(Aim): Starting at the beginning of the material and ending at the line containing "[500,355,611,466]", arrange each non-blank line as a row of a Markdown table with the columns Row and Line. Leave the pictures out.

Data records
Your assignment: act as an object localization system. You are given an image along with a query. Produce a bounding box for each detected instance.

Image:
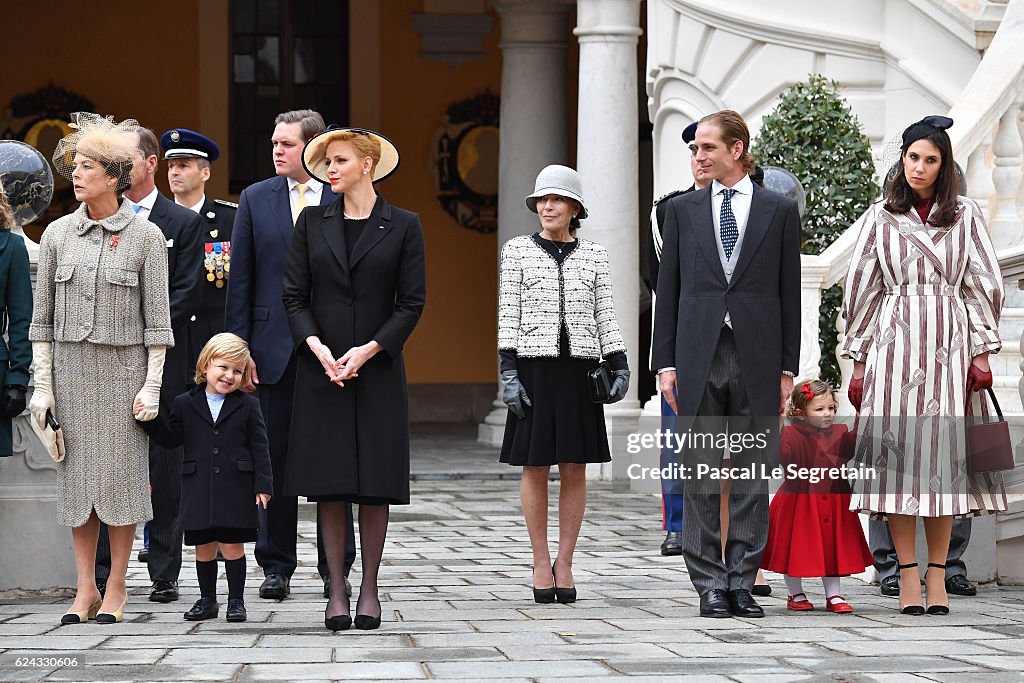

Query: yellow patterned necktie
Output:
[292,182,308,225]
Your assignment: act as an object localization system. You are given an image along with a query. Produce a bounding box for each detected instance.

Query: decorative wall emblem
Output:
[432,91,500,232]
[0,81,95,242]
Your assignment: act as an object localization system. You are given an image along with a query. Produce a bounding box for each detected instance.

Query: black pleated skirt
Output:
[184,526,256,546]
[500,355,611,466]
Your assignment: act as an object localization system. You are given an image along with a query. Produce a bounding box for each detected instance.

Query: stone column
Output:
[478,0,574,445]
[573,0,647,478]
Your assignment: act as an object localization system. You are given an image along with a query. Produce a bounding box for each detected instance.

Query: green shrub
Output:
[751,75,880,386]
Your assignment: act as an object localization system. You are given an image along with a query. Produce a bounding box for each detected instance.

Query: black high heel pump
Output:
[896,562,925,616]
[551,564,575,605]
[534,564,555,605]
[925,562,949,615]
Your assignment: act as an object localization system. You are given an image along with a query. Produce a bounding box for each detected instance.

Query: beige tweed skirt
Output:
[53,342,153,526]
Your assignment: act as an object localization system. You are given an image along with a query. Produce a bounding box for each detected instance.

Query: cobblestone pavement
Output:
[0,428,1024,683]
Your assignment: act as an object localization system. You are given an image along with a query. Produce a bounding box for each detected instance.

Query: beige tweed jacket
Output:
[29,202,174,346]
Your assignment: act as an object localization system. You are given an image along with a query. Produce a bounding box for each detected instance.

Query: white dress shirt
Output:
[711,173,754,328]
[288,178,324,216]
[125,187,157,220]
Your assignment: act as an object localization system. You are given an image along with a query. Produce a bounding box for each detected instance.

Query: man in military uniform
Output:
[160,128,239,368]
[647,122,708,555]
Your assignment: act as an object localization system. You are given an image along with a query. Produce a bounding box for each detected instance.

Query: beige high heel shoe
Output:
[60,598,103,626]
[96,595,128,624]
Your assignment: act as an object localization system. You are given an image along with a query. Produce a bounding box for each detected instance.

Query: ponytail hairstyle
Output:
[698,110,756,175]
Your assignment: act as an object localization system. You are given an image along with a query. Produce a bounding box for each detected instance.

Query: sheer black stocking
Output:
[354,504,390,617]
[317,501,350,617]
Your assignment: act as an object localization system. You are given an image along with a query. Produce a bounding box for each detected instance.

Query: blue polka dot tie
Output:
[718,187,739,259]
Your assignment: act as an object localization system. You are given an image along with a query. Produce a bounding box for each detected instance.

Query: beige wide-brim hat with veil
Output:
[302,126,401,185]
[526,164,587,220]
[53,112,139,190]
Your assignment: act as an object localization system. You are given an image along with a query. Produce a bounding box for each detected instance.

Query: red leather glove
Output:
[846,377,864,413]
[967,362,992,393]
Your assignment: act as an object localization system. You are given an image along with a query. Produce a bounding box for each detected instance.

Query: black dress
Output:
[499,234,626,466]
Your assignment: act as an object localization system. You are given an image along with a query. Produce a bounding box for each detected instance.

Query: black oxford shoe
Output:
[946,573,978,595]
[185,598,220,622]
[662,531,683,555]
[150,581,178,602]
[227,598,249,622]
[726,588,765,618]
[259,573,292,600]
[700,588,732,618]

(Result):
| Row | Line |
|---|---|
| 1 | Your assignment: act as an object localization system. You are given an image along with a query. Produce a bounding box for each detected instance. |
| 2 | Image: |
| 3 | Query: yellow patterned necktie |
| 4 | Output: |
| 5 | [292,182,308,225] |
| 6 | Your assignment: act as an object localization system. You are given an image along with a query. Produce a bounding box for each detected instance. |
| 7 | Query: decorative wall emblem |
| 8 | Output: |
| 9 | [432,91,500,232] |
| 10 | [0,81,95,242] |
| 11 | Your assignment: act as an object localization system. You are given an image along with a query. Produce a bounding box for each detected instance. |
| 12 | Query: black pleated skirt |
| 13 | Output: |
| 14 | [184,526,256,546] |
| 15 | [500,355,611,466] |